» **TASK TO CARRY OUT**: Transcribe each record exactly. Include every one.

::: DATASET :::

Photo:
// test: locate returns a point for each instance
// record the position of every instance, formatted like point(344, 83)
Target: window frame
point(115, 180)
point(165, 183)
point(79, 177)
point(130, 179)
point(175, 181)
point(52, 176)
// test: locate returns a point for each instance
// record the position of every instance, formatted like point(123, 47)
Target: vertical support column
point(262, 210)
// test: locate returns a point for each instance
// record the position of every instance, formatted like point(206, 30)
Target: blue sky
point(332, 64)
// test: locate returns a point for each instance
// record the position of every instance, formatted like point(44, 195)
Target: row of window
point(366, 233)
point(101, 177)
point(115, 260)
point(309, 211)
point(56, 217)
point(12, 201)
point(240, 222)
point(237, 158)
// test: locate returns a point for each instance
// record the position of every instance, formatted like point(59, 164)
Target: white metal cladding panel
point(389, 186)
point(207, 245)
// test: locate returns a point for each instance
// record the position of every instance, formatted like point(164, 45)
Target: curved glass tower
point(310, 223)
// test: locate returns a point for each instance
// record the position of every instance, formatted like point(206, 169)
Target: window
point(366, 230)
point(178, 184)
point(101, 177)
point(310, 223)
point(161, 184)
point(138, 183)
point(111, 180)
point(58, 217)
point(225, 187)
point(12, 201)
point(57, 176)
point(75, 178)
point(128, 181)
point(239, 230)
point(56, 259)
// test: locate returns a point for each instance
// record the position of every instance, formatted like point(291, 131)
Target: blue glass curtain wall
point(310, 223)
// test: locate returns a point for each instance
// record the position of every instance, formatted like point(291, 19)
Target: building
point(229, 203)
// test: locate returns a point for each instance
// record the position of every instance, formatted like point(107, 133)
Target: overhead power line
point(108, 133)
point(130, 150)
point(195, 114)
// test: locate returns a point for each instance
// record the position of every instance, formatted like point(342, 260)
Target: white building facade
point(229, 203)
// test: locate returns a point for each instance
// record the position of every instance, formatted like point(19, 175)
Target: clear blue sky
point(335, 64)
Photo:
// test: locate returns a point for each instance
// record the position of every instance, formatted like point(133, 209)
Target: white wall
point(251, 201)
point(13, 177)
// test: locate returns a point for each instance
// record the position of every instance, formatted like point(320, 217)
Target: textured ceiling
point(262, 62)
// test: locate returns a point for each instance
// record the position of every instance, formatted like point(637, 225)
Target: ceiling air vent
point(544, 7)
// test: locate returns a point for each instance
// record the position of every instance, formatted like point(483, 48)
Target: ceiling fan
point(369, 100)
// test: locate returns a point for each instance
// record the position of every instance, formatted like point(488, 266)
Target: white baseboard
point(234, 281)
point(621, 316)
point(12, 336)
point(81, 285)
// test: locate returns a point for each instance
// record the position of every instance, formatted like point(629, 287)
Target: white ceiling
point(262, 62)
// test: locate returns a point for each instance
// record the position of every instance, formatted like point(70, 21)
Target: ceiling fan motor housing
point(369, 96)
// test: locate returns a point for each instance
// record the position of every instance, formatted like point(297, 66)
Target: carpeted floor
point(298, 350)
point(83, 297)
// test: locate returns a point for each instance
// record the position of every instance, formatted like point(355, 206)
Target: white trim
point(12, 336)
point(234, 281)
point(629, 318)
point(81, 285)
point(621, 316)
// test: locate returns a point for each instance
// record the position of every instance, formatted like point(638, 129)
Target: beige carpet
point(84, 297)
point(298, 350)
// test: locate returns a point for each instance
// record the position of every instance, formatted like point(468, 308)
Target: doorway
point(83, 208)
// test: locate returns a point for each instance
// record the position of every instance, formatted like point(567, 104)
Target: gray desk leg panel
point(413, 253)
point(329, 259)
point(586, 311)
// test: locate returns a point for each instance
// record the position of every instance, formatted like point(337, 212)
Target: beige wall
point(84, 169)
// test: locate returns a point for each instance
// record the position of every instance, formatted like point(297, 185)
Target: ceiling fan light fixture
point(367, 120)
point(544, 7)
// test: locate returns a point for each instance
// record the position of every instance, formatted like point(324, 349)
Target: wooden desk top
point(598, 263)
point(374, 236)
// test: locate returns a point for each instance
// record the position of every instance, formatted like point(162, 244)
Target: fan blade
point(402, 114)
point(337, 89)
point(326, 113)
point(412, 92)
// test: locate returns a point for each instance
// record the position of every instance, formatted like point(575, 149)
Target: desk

:::

» **RESULT OF THE TASK**:
Photo:
// test: locate returns a point for each instance
// record the position of every instance, formatted like point(344, 83)
Target: window frame
point(115, 180)
point(165, 183)
point(79, 177)
point(130, 179)
point(175, 181)
point(52, 176)
// test: locate returns a point for each instance
// record the position of every instance, formatted like point(123, 47)
Target: vertical support column
point(262, 210)
// test: locate returns a point for each instance
// record the position of every instance, formatted like point(206, 30)
Target: blue sky
point(332, 64)
// test: locate returns a point for each instance
// record the position of every instance, formatted like point(44, 195)
Target: row of window
point(366, 233)
point(101, 177)
point(115, 260)
point(309, 211)
point(56, 217)
point(12, 201)
point(240, 222)
point(237, 158)
// test: locate returns a point for each instance
// record the position of every instance, formatted like point(59, 164)
Target: white metal cladding panel
point(389, 186)
point(207, 245)
// test: locate returns a point for each instance
// record the position of every instance, formatted like point(164, 45)
Target: curved glass tower
point(310, 223)
// test: locate returns a point for each instance
// record the position of every instance, formatted like point(206, 169)
Target: window
point(366, 230)
point(178, 184)
point(101, 177)
point(310, 223)
point(161, 184)
point(138, 183)
point(111, 180)
point(58, 217)
point(225, 187)
point(12, 201)
point(57, 176)
point(75, 178)
point(128, 181)
point(239, 230)
point(56, 259)
// test: locate returns a point for each instance
// record the position of every instance, formatted like point(291, 131)
Target: blue glass curtain wall
point(310, 223)
// test: locate returns a point for each instance
// record the position of every instance, formatted like point(291, 19)
Target: building
point(229, 203)
// test: locate returns a point for each instance
// record the position of every instance, formatted like point(107, 133)
Target: overhead power line
point(108, 133)
point(130, 150)
point(195, 114)
// test: locate returns a point for each instance
// record the position of every instance, formatted like point(342, 260)
Target: white building facade
point(229, 203)
// test: locate returns a point for each instance
// record the position of every instance, formatted like point(19, 175)
Target: clear blue sky
point(335, 64)
Photo:
// test: locate returns a point for each instance
// record the position of every instance, formatted like point(133, 209)
Target: white wall
point(251, 201)
point(13, 177)
// test: locate returns a point for each instance
// record the position of every instance, formatted like point(320, 217)
Target: textured ceiling
point(262, 62)
// test: locate returns a point for each instance
// record the position of every instance, formatted like point(637, 225)
Target: ceiling air vent
point(544, 7)
// test: locate returns a point for each instance
// record the position of every instance, formatted like point(483, 48)
Target: ceiling fan
point(369, 100)
// test: locate returns a point for each instance
// record the position of every instance, formatted like point(488, 266)
Target: white baseboard
point(234, 281)
point(621, 316)
point(12, 336)
point(81, 285)
// test: locate returns a point for each instance
// record the position of every instance, formatted like point(629, 287)
Target: white ceiling
point(262, 62)
// test: locate returns a point for each instance
// record the position of every instance, formatted like point(70, 21)
Target: ceiling fan motor housing
point(369, 96)
// test: locate returns a point for each instance
// record the position of every instance, formatted like point(297, 66)
Target: carpeted floor
point(298, 350)
point(83, 297)
// test: locate returns a point for each instance
// record the position of every instance, formatted like point(355, 206)
Target: white trim
point(12, 336)
point(234, 281)
point(629, 318)
point(81, 285)
point(621, 316)
// test: locate returns a point for each instance
// record the position of every instance, formatted like point(638, 129)
Target: beige carpet
point(84, 297)
point(298, 350)
// test: locate returns a point for each instance
// record the position of every instance, formatted like point(468, 308)
Target: doorway
point(83, 208)
// test: locate returns a point for each instance
// record the position of every instance, formatted like point(567, 104)
Target: gray desk leg panel
point(413, 253)
point(329, 259)
point(586, 311)
// test: locate returns a point for each instance
// record the position of every instance, formatted like point(337, 212)
Target: beige wall
point(84, 169)
// test: locate returns a point for each instance
// record the position of every instance, formatted like point(297, 185)
Target: ceiling fan light fixture
point(367, 120)
point(544, 7)
// test: locate returns a point for each instance
// record the position of every instance, formatted like point(324, 349)
Target: wooden desk top
point(598, 263)
point(374, 236)
// test: locate returns a point for each instance
// record the position of every instance, formatted like point(162, 244)
Target: fan blade
point(402, 114)
point(337, 89)
point(326, 113)
point(412, 92)
// test: locate returns a point for each instance
// record the position of every instance, formatted like point(575, 149)
Target: desk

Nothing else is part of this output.